Revise the lines running from the one that contains "Return one point per instance of the colosseum" through the last line, changing "colosseum stone facade" to "amphitheater stone facade" and leaving everything else as it is. Return only those lines.
--- BEGIN Extracted information ---
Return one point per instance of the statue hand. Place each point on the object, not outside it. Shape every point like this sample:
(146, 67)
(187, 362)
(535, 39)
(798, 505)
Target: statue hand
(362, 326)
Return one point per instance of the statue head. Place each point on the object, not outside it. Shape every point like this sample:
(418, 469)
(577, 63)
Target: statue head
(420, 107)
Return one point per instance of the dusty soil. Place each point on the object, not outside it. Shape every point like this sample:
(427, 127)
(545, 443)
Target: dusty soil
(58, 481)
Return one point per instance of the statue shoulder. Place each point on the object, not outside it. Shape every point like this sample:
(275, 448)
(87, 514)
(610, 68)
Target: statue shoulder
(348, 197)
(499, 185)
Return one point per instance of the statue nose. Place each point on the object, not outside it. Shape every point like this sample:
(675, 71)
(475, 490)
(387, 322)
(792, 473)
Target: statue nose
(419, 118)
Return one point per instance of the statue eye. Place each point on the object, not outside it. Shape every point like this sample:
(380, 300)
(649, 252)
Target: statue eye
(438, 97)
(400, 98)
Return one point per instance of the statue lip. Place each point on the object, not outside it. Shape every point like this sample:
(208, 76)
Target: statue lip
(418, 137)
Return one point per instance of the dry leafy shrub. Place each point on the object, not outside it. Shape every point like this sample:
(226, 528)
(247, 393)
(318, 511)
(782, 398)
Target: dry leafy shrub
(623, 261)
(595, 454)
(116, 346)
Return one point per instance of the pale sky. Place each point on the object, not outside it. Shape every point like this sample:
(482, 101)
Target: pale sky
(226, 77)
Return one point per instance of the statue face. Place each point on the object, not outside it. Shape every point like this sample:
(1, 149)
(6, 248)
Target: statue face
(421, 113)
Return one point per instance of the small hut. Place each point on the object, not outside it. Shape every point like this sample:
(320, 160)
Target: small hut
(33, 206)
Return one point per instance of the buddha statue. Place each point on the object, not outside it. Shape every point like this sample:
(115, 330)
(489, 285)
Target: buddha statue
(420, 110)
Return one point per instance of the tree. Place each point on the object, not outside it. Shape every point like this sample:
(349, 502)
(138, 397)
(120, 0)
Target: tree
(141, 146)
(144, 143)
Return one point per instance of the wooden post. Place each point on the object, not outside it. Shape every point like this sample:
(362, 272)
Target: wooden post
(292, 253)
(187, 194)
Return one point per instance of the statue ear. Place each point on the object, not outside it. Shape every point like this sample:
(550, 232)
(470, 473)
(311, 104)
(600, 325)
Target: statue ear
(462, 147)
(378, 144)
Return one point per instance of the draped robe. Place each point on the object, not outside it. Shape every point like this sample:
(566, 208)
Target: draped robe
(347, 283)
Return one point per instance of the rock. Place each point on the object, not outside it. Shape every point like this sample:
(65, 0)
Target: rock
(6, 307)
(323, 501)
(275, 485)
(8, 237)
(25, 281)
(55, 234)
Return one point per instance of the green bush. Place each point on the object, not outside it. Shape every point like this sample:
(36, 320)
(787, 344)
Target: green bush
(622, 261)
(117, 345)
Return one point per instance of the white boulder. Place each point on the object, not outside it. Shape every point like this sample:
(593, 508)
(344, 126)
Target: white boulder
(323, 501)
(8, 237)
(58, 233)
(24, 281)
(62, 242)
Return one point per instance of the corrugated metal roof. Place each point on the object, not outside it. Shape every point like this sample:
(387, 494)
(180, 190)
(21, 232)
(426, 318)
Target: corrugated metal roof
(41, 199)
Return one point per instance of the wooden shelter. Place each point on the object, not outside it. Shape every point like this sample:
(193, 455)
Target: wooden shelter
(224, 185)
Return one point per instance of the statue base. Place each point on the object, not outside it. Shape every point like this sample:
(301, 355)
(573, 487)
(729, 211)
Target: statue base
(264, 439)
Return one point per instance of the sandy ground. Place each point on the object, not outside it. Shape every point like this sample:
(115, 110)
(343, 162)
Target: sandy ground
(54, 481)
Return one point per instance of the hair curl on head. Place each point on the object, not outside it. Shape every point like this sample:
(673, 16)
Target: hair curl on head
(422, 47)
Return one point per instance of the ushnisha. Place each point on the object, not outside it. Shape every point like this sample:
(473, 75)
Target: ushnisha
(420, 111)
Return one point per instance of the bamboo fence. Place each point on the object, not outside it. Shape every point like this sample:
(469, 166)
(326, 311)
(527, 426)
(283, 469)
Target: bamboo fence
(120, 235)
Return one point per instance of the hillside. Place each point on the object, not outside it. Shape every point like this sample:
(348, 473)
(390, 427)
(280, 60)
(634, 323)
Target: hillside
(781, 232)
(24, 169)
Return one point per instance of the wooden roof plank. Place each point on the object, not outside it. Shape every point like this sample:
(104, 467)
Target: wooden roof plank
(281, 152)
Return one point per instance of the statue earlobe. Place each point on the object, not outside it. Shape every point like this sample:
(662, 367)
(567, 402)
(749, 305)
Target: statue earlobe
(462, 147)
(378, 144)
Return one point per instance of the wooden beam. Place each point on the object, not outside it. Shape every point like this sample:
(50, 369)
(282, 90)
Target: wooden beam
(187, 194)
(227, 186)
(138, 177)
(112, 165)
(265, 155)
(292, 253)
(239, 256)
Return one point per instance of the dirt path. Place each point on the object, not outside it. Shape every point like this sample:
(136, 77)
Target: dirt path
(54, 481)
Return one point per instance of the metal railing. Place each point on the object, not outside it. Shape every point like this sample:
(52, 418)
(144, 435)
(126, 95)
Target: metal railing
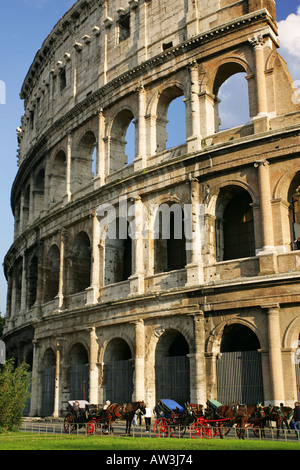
(191, 432)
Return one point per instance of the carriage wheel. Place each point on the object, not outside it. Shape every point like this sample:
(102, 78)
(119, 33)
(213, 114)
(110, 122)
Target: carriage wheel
(69, 423)
(161, 427)
(207, 432)
(177, 431)
(91, 427)
(196, 431)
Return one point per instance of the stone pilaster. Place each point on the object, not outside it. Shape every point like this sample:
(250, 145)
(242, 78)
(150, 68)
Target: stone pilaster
(275, 358)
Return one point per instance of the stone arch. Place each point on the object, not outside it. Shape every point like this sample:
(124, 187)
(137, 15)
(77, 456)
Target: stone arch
(79, 277)
(291, 335)
(169, 93)
(214, 340)
(117, 131)
(48, 381)
(118, 252)
(78, 359)
(288, 190)
(118, 370)
(220, 72)
(169, 237)
(172, 366)
(234, 223)
(236, 346)
(51, 273)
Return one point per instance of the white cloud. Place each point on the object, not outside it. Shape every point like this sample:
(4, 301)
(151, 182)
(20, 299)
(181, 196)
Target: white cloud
(289, 36)
(289, 33)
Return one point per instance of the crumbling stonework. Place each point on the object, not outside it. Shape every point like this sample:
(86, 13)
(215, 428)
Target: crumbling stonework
(133, 318)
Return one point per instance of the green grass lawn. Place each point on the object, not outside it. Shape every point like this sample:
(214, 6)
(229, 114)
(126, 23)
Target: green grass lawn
(23, 441)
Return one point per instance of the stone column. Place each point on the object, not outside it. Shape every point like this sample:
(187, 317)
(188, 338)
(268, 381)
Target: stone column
(24, 284)
(199, 361)
(275, 359)
(139, 385)
(68, 195)
(265, 206)
(192, 18)
(137, 278)
(193, 236)
(140, 160)
(34, 382)
(57, 390)
(100, 177)
(261, 121)
(194, 140)
(93, 290)
(60, 294)
(93, 367)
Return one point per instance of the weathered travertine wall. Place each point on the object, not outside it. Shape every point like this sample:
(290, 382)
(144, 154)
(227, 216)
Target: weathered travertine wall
(79, 303)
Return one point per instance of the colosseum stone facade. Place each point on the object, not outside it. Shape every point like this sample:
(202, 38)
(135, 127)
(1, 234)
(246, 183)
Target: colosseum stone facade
(104, 302)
--- END Extracted information ---
[Expected answer]
Return one point per instance of the amphitheater stone facade. Place each point on the object, not outside it. Shape every point like this sample:
(202, 38)
(135, 127)
(1, 234)
(246, 183)
Target: amphitheater stone facade
(104, 302)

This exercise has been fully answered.